━━ Provided text

Plastic containers holding medicines are packed and sealed at a Cipla manufacturing unit on the outskirts of Mumbai, India, Thursday, Feb 9, 2012. Efforts by India and the European Union to strengthen trade are threatening India's ability to deliver life-saving medicines to the world's poorest, analysts say as the two sides resume protracted negotiations on a free-trade pact. Health industry workers and activists worry that India may bow to EU demands for strict intellectual property protections and investor guarantees, which could result in the slow poisoning of its own generic pharmaceutical industry. India's $26 billion drug industry has become an immense profit engine, growing at 15-25 percent a year _ but also a lifeline for millions of patients in poor countries, many in Africa, unable to pay sky-high Western prices to treat illnesses that include HIV, malaria, asthma and cancer.

━━━━
━━ Extracted data

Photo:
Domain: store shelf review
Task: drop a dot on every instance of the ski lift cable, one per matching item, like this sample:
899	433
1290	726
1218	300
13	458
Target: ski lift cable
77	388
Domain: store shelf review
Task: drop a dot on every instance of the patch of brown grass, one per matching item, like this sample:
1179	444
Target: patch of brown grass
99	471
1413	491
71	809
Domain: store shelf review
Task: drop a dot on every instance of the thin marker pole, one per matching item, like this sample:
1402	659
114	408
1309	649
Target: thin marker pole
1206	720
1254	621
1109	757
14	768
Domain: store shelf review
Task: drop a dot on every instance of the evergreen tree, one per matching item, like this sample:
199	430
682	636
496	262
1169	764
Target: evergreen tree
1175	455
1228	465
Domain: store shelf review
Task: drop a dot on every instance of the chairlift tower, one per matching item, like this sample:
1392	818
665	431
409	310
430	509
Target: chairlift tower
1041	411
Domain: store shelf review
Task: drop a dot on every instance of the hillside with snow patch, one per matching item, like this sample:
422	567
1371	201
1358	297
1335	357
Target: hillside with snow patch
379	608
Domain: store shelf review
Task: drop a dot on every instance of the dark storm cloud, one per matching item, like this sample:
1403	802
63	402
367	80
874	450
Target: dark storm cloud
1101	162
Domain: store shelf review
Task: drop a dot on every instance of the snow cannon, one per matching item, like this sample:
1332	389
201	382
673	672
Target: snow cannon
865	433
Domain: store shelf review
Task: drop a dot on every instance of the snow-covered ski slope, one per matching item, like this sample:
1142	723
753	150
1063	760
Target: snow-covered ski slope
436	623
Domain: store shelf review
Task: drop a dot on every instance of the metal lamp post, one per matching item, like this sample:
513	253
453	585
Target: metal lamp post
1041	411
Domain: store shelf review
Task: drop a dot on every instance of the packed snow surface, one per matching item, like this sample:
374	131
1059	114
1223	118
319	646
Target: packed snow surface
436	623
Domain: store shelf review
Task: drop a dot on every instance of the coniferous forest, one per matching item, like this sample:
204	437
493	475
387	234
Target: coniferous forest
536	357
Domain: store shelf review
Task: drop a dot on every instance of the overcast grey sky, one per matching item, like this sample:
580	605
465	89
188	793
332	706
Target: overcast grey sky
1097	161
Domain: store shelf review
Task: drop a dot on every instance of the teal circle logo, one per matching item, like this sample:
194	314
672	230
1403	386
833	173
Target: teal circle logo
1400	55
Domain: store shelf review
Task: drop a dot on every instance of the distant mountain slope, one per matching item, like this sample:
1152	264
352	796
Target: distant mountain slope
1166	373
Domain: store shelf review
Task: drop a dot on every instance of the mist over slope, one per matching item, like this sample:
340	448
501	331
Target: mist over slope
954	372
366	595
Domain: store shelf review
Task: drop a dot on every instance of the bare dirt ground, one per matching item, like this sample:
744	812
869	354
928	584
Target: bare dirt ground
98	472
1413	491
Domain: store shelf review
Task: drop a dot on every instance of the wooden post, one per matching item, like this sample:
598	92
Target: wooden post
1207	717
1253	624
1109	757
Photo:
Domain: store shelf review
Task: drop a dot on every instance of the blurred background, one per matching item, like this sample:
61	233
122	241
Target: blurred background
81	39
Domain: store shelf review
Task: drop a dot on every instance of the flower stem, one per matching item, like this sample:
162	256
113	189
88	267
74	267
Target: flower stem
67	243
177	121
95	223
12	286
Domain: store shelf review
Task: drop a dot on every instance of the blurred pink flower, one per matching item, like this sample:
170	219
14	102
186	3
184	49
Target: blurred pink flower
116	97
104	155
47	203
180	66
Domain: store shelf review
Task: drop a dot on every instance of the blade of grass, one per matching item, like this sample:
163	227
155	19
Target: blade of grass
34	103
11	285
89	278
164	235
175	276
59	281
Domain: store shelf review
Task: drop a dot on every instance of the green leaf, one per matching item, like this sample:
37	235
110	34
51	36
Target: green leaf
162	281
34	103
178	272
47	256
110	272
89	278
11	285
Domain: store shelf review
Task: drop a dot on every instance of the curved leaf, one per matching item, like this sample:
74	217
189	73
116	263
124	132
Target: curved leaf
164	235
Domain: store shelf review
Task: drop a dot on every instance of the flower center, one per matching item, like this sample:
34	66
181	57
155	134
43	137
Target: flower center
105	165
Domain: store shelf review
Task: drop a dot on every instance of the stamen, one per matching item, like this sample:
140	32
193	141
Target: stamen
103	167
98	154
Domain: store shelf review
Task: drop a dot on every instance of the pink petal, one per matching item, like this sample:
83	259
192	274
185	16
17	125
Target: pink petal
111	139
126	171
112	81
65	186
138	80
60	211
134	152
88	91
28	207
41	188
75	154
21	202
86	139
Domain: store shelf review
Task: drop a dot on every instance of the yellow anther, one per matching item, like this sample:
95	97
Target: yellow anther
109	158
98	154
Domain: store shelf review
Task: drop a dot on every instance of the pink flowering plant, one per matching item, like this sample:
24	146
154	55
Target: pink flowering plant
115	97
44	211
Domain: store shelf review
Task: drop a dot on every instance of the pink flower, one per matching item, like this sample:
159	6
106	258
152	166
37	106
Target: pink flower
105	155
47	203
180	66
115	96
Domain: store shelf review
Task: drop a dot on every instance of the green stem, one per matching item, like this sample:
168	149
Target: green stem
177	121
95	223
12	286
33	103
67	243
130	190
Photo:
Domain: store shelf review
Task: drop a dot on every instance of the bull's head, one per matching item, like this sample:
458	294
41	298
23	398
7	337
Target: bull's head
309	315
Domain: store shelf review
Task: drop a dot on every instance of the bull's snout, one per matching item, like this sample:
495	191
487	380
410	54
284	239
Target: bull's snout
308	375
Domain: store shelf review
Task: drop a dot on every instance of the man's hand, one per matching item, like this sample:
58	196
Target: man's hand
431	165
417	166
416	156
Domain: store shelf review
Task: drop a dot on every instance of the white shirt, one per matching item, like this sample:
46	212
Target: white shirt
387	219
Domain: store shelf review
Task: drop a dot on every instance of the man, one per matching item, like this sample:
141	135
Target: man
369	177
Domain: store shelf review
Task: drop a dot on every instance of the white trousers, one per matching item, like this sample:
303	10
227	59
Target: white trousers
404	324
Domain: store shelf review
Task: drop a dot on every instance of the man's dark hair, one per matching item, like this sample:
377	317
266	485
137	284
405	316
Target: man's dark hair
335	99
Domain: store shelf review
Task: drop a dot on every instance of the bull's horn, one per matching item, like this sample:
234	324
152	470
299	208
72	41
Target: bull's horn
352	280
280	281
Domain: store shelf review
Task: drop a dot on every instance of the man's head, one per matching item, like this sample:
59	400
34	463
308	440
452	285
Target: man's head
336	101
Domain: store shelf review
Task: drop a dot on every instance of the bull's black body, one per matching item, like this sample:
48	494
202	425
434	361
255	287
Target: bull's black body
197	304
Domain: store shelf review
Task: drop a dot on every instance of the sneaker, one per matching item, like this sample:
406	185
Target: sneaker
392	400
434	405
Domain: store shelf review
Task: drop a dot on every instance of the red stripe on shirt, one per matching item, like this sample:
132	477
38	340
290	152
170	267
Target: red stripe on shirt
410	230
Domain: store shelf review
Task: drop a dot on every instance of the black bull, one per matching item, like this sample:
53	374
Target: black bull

━━━━
━━ Extracted data

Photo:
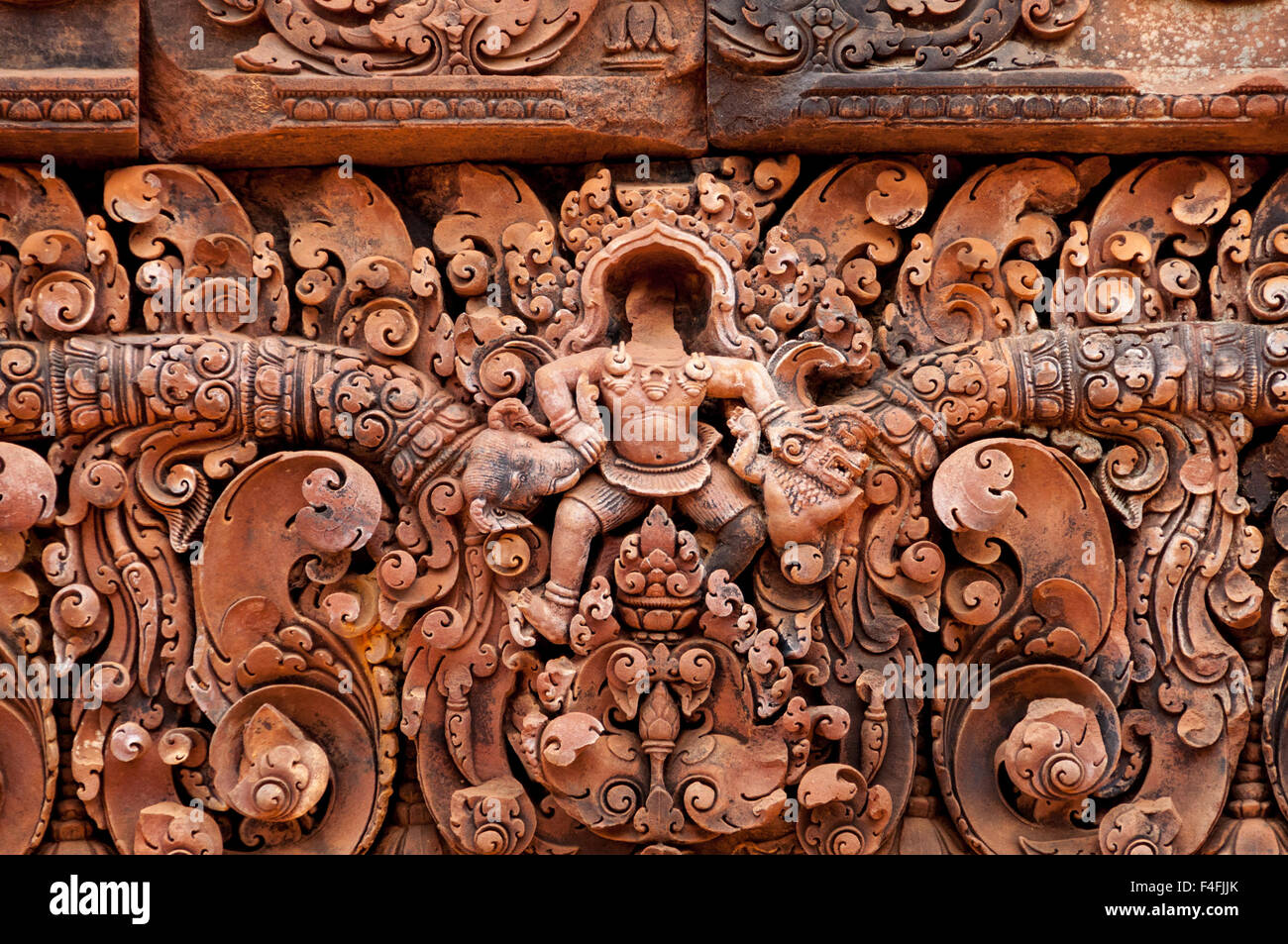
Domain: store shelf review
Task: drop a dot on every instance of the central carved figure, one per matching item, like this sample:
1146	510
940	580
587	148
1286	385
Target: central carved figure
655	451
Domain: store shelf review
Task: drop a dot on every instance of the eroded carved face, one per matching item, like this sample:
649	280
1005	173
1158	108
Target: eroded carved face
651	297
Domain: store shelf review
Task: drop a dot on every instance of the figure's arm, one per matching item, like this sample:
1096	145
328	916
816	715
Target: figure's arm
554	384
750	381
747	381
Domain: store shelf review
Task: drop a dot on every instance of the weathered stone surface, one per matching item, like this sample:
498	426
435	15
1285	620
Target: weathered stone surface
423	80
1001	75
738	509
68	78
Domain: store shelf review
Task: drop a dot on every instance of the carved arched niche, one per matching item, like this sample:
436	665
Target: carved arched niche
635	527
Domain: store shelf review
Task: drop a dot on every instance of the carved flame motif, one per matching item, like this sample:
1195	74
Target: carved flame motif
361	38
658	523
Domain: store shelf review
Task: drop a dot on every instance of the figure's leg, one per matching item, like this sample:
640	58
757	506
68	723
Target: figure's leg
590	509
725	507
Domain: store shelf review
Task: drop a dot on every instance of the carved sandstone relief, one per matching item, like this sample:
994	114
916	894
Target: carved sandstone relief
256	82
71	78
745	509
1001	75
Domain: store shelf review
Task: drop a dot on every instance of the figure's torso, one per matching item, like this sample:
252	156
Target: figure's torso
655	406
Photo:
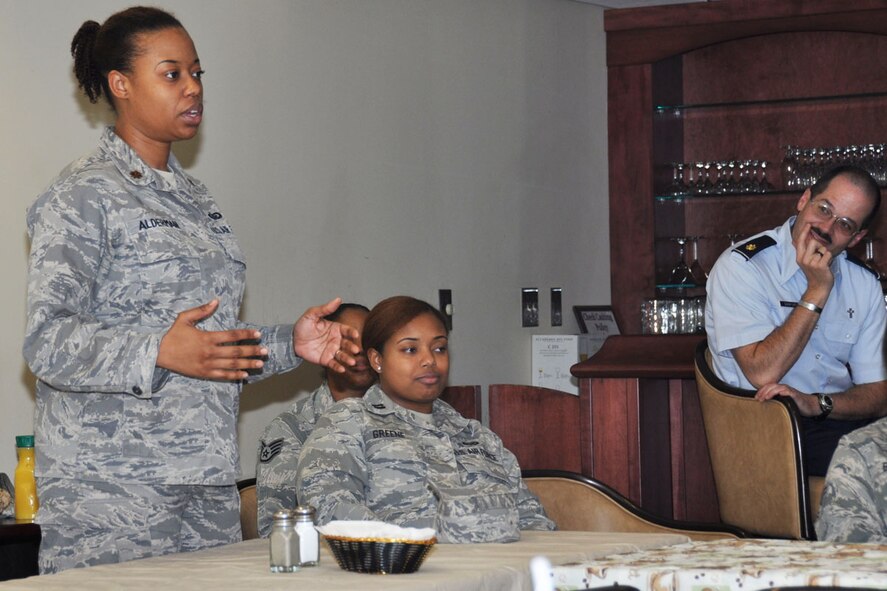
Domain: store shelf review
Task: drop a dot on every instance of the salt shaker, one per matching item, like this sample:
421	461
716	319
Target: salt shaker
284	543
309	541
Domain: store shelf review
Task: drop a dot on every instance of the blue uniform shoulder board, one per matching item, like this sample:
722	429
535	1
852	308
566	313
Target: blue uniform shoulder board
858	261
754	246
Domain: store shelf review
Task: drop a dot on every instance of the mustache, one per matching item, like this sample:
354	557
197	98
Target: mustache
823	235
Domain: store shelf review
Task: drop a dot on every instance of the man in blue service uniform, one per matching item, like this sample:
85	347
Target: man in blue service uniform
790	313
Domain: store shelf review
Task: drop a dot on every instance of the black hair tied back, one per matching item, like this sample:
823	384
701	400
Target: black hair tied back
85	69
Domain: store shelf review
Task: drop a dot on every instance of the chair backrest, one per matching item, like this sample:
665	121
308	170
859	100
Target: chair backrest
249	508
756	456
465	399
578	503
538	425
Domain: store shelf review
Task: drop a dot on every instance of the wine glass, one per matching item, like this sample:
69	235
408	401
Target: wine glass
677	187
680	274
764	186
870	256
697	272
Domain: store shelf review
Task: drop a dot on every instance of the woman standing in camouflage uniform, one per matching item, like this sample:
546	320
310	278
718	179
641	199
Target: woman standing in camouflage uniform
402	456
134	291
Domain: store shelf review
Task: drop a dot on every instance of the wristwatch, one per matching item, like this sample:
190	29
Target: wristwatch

━━━━

**Exercises**.
**a)** According to the text on India's generic drug industry, how fast has the country's drug industry been growing each year?
**b)** Continue the text on India's generic drug industry from its last sentence.
The rows come from a source unrelated to the text on India's generic drug industry.

**Response list**.
**a)** It has been growing at 15-25 percent a year.

**b)**
Rafiq Maqbool, Associated Press
NEW DELHI — Efforts by India and the European Union to strengthen trade are threatening India's ability to deliver lifesaving medicines to the world's poorest, analysts say as the two sides push through protracted negotiations on a free-trade pact.
India's prime minister and top EU officials are hoping their summit Friday in New Delhi helps move beyond disagreements over issues like European labor market limits and Indian duties on cars.
But health industry workers and activists worry that India may bow to EU demands for strict intellectual property protections and investor guarantees, which could close down the world's generic drug supply.
India's $26 billion drug industry has become an immense profit engine, growing at 15-25 percent a year — but also a lifeline for millions of patients in poor countries, many in Africa, unable to pay sky-high Western prices to treat illnesses that include HIV, malaria, asthma and cancer. For HIV alone, India makes more than 80 percent of the world's medicines.
The EU says it has suggested a clause in the free-trade pact "to ensure that nothing in the proposed agreement would limit India's freedom to produce and export lifesaving medicines."
Despite the EU assurance, Indian drug makers and health workers say two broad provisions in the agreement — one on intellectual property rights, and the other on investor lawsuits — would make it much easier for international pharmaceutical giants to sue the Indian government, drug manufacturers and distributors.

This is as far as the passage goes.